# Objective
Every record should be copied exactly, except that pictures are to be omitted.

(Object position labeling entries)
• • • • • • •
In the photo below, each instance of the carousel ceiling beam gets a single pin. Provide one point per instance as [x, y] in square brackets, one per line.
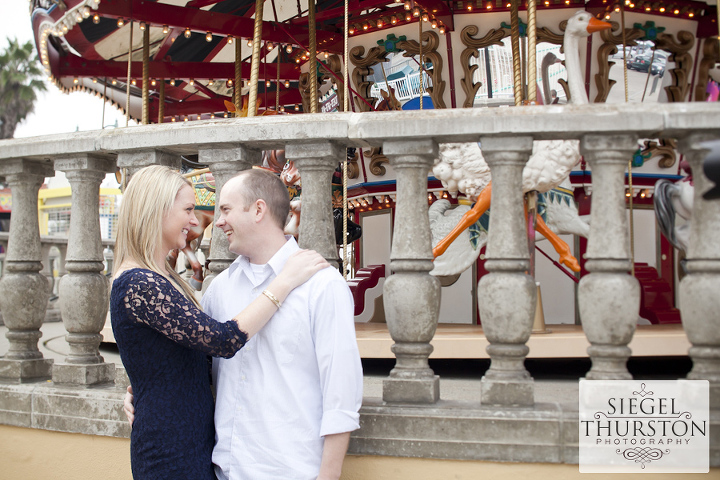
[201, 3]
[204, 21]
[353, 7]
[79, 67]
[287, 97]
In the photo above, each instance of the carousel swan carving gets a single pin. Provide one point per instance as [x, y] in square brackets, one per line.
[464, 169]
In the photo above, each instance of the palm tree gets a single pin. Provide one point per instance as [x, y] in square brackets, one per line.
[20, 80]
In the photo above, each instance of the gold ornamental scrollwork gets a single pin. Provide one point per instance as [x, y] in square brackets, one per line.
[711, 56]
[663, 148]
[611, 40]
[493, 37]
[363, 69]
[678, 90]
[431, 41]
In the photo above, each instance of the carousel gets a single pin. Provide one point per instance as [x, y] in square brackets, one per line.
[203, 60]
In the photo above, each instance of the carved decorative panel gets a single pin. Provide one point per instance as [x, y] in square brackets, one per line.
[711, 56]
[611, 40]
[677, 92]
[493, 37]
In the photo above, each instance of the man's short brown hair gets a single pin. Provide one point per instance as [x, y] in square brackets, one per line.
[258, 184]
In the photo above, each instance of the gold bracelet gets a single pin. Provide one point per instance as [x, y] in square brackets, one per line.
[272, 298]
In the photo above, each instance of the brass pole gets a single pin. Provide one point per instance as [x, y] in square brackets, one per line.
[313, 57]
[255, 67]
[102, 124]
[345, 109]
[346, 85]
[277, 80]
[127, 91]
[422, 64]
[532, 61]
[237, 85]
[161, 105]
[515, 41]
[146, 76]
[630, 202]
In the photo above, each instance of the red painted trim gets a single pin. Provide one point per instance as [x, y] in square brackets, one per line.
[451, 70]
[203, 21]
[72, 66]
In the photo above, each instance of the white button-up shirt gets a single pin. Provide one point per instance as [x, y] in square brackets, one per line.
[297, 380]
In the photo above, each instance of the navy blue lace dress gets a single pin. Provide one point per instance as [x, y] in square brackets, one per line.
[164, 343]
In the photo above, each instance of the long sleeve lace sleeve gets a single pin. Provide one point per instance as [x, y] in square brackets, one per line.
[151, 299]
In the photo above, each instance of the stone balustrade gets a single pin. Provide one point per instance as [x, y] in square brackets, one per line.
[411, 419]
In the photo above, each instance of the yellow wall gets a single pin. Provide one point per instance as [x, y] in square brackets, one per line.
[27, 453]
• • • • • • •
# Expected output
In the photo below, each instance of the carousel ceiling beam gets a single pin. Provide one point per instance as [x, y] in square brackets, one per line.
[201, 3]
[204, 21]
[353, 7]
[79, 67]
[287, 97]
In the photo above, each instance of the carousel swan carving gets a single pin. Provide one point per instance as [x, y] in square brackets, one per line.
[464, 169]
In the photo above, each instance of the palm tree gets a single pin. Provide one point per instance as [x, y] in square brackets, one per line.
[20, 80]
In the photo above, each instance of the gold ornamental scrollwork gets a single pin. Provide one point per instance as [x, y] in square brackets, one per line.
[711, 56]
[663, 148]
[611, 40]
[493, 37]
[363, 69]
[678, 90]
[431, 41]
In the photo above, each instance of the carousel gets a single pin. Provide one point per instance as [x, y] in square brackets, one per line.
[203, 60]
In the photo above, each instance of the carved decorative panel gets a single pin. Provide one point per instance as [x, y] in square brackets, one per line.
[711, 56]
[611, 40]
[677, 92]
[493, 37]
In the photo above, each instance of the man's short brown hair gets a single pin. Provide one point per instance as [x, y] in square brackets, one per line.
[258, 184]
In the photo above, each instance of the gold bracelet gets a single pin. Provide one point per instance as [x, y] in square brackets, one per line.
[272, 298]
In the photo above, each instance of the brass pole gets a single pin. Provide one point per instance as [x, y] in square brackets, one per line.
[313, 57]
[255, 67]
[102, 124]
[345, 109]
[346, 85]
[277, 80]
[127, 91]
[422, 64]
[532, 61]
[237, 85]
[161, 105]
[515, 41]
[146, 76]
[630, 202]
In the photo above, each instance of the red painted trim gets a single pin. Provide one point per instance as [x, y] in square brackets, one per line.
[451, 70]
[203, 21]
[72, 66]
In the photo above, each instance of the white button-up shirt gets a single pin. Provide one point per instance as [x, y] in square brackets, one per line.
[297, 380]
In the photo above, each instance of the navy blue lace dress gets a single pin. Provide one point per instance as [x, y] in square brackets, one per line.
[164, 343]
In the photo above, each instance of the long sleeve lace sleeve gets a single pin. Provide one point per instance as [x, y] in square brackets, one per line.
[151, 299]
In the photo above, each instance of the stone balustrade gets a single pin. Provide one point per instance as [x, y] in square brackets, one per line.
[411, 419]
In the photo above, each instance of the yellow wall gets a single pin. Provide one point per instance as [x, y] in square brackets, one per line.
[27, 453]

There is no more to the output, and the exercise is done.